Labeled-object pointing entries =>
◆ ◆ ◆ ◆ ◆

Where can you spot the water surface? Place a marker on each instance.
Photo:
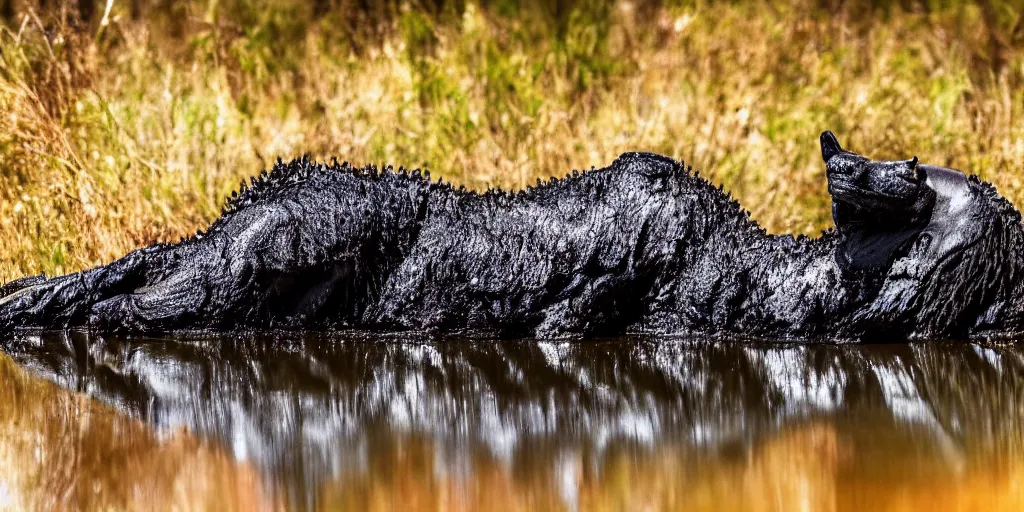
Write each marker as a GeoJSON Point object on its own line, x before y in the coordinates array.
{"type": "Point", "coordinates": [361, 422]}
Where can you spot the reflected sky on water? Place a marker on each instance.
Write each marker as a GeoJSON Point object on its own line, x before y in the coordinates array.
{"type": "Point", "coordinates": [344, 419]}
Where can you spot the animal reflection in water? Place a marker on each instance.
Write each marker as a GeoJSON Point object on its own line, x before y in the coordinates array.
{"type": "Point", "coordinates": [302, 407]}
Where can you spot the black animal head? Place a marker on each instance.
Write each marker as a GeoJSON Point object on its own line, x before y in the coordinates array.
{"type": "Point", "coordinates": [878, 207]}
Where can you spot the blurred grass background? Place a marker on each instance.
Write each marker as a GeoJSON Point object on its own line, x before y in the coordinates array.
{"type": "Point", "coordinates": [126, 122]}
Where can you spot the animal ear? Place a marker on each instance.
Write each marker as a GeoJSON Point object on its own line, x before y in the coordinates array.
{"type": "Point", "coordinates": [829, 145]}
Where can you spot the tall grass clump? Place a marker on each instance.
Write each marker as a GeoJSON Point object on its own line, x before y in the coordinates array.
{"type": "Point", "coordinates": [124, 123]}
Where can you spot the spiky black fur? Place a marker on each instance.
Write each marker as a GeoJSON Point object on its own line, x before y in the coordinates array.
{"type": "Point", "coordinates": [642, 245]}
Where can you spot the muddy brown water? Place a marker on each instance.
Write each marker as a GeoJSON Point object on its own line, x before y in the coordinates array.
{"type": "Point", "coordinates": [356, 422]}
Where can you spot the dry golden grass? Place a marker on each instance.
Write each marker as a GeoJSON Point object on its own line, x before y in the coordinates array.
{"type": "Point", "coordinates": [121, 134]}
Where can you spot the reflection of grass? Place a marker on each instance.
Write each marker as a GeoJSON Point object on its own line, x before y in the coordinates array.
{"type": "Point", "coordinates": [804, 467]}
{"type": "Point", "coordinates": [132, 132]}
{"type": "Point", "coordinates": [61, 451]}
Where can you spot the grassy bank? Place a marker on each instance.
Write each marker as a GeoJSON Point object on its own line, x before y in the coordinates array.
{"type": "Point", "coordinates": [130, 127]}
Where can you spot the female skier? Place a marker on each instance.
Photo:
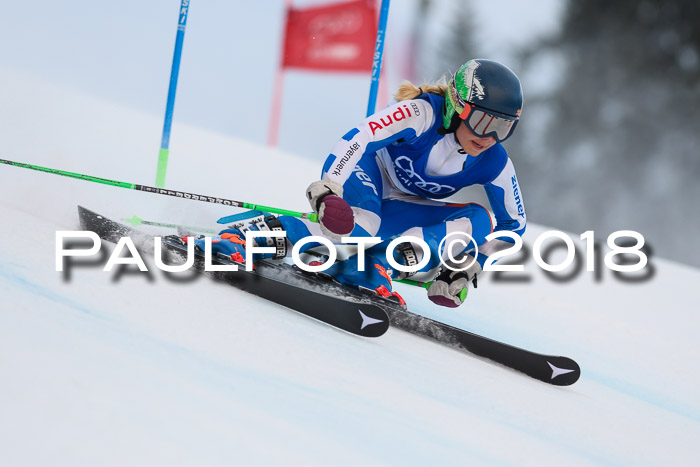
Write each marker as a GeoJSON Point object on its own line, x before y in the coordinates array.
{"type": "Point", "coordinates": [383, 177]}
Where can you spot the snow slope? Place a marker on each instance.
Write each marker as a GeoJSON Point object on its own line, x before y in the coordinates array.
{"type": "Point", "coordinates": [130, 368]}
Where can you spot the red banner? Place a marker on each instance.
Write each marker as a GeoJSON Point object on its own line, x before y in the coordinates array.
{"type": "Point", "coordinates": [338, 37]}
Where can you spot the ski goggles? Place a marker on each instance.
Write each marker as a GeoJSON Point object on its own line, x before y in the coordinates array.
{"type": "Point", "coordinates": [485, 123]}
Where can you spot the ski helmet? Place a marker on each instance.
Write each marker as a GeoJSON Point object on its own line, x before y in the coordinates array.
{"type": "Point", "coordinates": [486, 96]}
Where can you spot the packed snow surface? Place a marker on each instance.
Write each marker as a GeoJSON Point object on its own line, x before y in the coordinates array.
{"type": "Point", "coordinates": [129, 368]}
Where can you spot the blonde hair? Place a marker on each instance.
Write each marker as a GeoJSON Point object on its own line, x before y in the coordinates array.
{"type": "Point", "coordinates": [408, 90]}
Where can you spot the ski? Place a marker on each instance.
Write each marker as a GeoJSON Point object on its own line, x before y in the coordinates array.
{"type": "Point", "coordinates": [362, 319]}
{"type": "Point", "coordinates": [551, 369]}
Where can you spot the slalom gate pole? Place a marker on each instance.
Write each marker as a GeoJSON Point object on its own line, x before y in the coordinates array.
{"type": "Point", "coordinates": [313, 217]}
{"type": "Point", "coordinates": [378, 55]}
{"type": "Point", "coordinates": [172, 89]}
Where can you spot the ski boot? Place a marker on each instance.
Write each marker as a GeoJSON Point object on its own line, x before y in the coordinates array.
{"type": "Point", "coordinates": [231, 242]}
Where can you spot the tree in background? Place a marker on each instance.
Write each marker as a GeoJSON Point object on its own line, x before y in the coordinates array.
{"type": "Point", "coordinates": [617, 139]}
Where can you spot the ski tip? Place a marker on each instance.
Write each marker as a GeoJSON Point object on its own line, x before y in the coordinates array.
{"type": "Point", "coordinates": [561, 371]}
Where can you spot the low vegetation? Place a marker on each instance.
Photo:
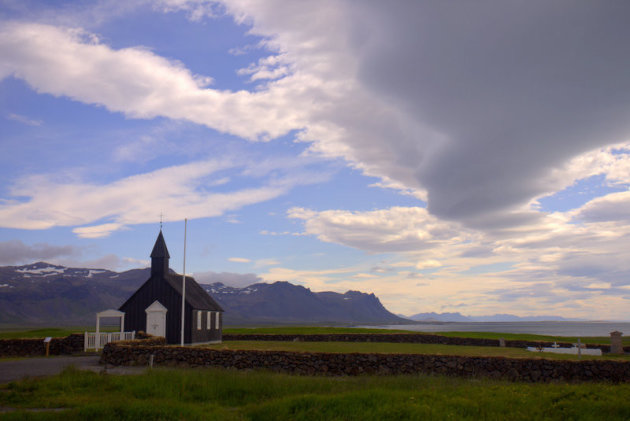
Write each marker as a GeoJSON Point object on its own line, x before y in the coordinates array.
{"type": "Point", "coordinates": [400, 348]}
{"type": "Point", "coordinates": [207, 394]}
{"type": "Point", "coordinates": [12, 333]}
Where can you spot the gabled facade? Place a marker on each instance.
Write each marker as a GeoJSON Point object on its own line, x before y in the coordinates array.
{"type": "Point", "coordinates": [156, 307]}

◆ ◆ ◆ ◆ ◆

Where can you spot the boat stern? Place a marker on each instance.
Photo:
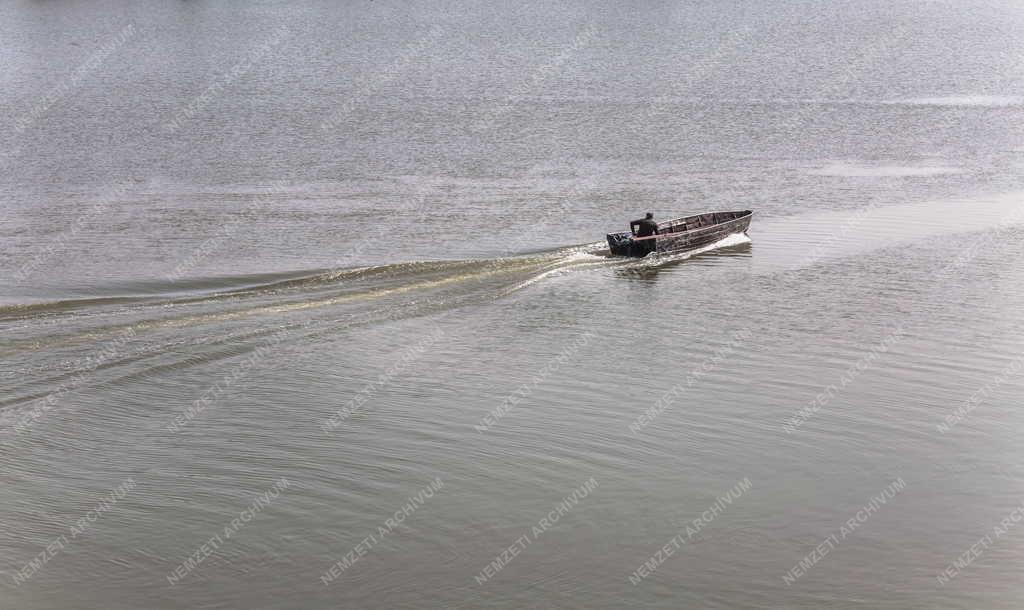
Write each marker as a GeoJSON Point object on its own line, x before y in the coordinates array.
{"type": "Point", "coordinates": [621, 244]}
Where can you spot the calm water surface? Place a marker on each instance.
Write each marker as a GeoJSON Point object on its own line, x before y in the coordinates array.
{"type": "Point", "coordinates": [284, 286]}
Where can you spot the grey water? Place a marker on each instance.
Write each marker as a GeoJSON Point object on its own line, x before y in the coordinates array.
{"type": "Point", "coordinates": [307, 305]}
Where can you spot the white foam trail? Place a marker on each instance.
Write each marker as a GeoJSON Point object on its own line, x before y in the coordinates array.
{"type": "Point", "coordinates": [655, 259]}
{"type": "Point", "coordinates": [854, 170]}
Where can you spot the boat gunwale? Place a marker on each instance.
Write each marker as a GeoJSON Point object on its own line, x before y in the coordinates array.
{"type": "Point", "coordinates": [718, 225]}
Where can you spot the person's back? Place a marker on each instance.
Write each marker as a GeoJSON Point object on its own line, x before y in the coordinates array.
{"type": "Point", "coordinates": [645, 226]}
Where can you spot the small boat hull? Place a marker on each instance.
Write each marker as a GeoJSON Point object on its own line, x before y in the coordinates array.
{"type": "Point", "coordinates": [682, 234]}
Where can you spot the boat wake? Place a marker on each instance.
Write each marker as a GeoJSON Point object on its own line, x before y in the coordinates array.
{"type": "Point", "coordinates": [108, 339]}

◆ ◆ ◆ ◆ ◆

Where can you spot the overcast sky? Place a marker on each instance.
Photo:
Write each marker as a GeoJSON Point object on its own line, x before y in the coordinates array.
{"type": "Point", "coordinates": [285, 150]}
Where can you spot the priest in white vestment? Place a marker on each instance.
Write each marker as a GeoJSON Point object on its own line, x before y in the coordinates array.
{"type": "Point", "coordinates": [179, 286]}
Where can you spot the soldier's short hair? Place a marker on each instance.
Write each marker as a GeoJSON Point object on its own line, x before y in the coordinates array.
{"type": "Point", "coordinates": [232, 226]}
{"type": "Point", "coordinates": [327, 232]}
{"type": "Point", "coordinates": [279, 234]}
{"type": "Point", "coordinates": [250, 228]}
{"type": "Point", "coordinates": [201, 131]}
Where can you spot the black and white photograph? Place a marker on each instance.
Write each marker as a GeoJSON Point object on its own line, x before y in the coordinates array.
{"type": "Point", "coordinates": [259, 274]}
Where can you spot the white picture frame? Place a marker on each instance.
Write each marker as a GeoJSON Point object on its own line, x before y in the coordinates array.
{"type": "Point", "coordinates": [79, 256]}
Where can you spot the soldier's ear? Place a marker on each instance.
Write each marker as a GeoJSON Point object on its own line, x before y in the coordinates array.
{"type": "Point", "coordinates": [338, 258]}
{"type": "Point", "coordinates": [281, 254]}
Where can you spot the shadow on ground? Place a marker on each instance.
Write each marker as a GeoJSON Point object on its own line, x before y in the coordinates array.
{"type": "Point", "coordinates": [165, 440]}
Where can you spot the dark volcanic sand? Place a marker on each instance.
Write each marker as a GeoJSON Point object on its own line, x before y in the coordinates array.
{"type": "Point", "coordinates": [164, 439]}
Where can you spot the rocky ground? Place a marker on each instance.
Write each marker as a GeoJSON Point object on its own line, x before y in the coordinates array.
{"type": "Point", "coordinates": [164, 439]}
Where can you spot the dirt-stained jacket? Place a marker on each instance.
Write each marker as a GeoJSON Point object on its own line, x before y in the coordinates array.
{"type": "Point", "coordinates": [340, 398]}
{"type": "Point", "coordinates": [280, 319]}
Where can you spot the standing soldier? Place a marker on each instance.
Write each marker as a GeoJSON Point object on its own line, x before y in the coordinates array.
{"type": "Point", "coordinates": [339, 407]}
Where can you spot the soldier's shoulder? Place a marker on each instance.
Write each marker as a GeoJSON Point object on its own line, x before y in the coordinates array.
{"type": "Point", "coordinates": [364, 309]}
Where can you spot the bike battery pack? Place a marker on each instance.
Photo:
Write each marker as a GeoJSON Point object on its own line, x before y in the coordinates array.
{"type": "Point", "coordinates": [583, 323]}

◆ ◆ ◆ ◆ ◆

TASK REQUIREMENTS => Identify every line in the data above that contains the word "reflection", and copy each of those lines.

SOLUTION FOR THIS TASK =>
Where can you spot the animal reflection in water? Place a marker on each instance.
Where can you spot the reflection of grass? Place a marker on each instance.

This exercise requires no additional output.